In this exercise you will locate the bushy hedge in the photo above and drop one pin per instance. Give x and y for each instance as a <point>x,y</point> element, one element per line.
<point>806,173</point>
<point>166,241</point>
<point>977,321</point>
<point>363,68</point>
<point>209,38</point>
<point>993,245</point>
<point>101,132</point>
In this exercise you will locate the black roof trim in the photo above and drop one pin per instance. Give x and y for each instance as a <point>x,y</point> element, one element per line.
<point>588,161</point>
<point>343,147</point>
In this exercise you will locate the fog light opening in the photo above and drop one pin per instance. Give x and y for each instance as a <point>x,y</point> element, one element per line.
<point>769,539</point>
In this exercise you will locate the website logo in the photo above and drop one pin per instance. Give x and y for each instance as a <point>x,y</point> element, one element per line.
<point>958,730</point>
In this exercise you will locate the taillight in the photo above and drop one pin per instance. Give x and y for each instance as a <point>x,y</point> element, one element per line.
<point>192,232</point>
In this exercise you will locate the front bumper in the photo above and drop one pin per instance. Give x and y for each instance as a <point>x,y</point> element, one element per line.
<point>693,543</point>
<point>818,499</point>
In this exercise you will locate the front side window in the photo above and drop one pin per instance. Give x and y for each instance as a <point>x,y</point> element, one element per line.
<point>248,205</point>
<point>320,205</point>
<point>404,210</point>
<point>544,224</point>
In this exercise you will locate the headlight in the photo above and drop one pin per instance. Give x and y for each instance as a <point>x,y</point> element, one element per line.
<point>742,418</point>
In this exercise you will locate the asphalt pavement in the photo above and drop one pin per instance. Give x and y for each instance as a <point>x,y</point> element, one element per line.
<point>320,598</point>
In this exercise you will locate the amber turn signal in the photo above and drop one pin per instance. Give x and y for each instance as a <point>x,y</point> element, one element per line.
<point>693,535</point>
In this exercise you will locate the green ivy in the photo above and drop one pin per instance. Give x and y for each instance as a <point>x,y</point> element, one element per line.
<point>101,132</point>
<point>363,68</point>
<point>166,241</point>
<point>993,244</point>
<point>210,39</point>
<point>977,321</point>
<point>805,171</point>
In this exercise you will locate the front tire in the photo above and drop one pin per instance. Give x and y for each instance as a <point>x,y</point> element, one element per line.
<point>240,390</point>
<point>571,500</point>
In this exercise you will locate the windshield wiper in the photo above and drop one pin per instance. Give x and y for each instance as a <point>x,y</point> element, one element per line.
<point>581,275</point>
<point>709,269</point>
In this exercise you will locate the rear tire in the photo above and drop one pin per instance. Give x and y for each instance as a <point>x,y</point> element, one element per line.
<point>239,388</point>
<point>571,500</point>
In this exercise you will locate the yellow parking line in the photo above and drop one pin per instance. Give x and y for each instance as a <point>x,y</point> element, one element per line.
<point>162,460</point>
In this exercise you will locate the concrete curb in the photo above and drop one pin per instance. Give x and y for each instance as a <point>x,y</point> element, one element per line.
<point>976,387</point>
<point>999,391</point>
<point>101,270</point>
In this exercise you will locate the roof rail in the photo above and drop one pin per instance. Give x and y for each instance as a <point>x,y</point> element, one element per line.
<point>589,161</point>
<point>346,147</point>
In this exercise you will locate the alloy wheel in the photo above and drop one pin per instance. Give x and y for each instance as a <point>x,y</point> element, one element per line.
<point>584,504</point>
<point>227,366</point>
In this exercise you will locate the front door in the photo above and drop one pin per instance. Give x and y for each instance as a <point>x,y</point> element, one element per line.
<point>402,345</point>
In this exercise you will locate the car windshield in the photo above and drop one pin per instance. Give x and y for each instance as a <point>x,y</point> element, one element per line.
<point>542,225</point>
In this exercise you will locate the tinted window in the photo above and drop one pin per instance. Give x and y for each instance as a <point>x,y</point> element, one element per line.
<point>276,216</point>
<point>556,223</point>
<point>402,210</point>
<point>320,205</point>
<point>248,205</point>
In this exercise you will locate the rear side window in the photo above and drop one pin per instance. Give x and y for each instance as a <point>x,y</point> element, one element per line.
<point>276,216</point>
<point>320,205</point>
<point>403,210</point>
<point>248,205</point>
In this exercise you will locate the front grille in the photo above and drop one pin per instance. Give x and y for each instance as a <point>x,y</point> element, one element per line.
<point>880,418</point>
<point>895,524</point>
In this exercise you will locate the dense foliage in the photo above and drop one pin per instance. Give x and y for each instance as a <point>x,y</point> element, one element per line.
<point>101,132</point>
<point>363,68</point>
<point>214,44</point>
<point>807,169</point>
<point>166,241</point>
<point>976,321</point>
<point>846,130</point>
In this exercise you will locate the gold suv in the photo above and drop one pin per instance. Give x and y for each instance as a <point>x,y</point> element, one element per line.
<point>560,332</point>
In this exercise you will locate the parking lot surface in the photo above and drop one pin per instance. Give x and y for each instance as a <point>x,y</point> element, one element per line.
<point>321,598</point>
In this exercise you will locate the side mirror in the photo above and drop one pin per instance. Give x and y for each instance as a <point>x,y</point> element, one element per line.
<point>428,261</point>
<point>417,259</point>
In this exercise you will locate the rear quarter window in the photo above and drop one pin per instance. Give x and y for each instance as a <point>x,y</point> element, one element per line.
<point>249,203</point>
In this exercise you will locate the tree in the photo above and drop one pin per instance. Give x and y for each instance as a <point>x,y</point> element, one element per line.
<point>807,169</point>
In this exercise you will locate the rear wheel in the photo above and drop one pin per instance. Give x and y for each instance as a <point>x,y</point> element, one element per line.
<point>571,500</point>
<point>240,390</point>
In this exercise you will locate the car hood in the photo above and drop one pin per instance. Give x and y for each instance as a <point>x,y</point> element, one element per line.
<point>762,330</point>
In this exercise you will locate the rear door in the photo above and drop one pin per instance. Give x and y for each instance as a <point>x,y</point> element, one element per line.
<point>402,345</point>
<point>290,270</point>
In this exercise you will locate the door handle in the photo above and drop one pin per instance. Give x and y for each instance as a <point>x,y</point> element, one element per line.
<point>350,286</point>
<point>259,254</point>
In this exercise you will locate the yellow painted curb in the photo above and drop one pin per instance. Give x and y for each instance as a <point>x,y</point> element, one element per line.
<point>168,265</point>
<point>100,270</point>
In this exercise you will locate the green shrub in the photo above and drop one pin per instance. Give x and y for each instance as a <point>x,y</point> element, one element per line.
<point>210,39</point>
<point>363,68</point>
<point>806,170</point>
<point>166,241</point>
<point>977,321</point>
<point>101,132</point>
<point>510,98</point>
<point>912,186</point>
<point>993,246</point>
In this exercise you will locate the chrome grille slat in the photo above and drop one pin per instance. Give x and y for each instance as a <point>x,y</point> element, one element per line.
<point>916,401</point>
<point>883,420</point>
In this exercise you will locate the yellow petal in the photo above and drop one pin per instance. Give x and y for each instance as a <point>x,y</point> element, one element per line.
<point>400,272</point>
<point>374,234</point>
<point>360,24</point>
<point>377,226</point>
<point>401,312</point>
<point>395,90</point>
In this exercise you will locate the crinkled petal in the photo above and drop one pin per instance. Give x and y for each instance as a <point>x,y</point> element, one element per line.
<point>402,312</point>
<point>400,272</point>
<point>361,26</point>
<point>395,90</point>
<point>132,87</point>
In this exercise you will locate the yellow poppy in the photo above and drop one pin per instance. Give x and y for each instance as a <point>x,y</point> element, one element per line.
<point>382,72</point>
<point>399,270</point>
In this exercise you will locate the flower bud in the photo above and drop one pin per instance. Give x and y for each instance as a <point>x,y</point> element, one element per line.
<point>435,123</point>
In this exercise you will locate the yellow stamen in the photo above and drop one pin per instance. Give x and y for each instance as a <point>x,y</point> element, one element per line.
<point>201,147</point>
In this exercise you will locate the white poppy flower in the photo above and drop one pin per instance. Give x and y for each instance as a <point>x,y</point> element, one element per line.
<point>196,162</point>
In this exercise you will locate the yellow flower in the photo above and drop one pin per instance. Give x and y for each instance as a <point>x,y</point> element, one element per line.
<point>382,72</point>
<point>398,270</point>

***

About this task:
Look above for the line containing "In this exercise you will locate the flower". Return it and each line after it exactly, through the last line, and nothing more.

Problem solution:
In this exercise you will locate the flower bud in the photo above and drop one pin per instance. Give x and y for each instance as a <point>x,y</point> element, one element per line.
<point>435,123</point>
In this exercise you will locate the yellow stamen in the photo above and drop one pin per instance. Give x and y for each instance as a <point>x,y</point> element, one element per line.
<point>201,147</point>
In this exercise you will locate the white poppy flower in the photo above and drop one pin per instance. Give x and y for each instance as a <point>x,y</point> element, one element per line.
<point>196,162</point>
In this exercise you will locate the yellow flower in the photo above and drop one pin per instance. Give x and y for each instance as a <point>x,y</point> element, one element per line.
<point>382,72</point>
<point>398,270</point>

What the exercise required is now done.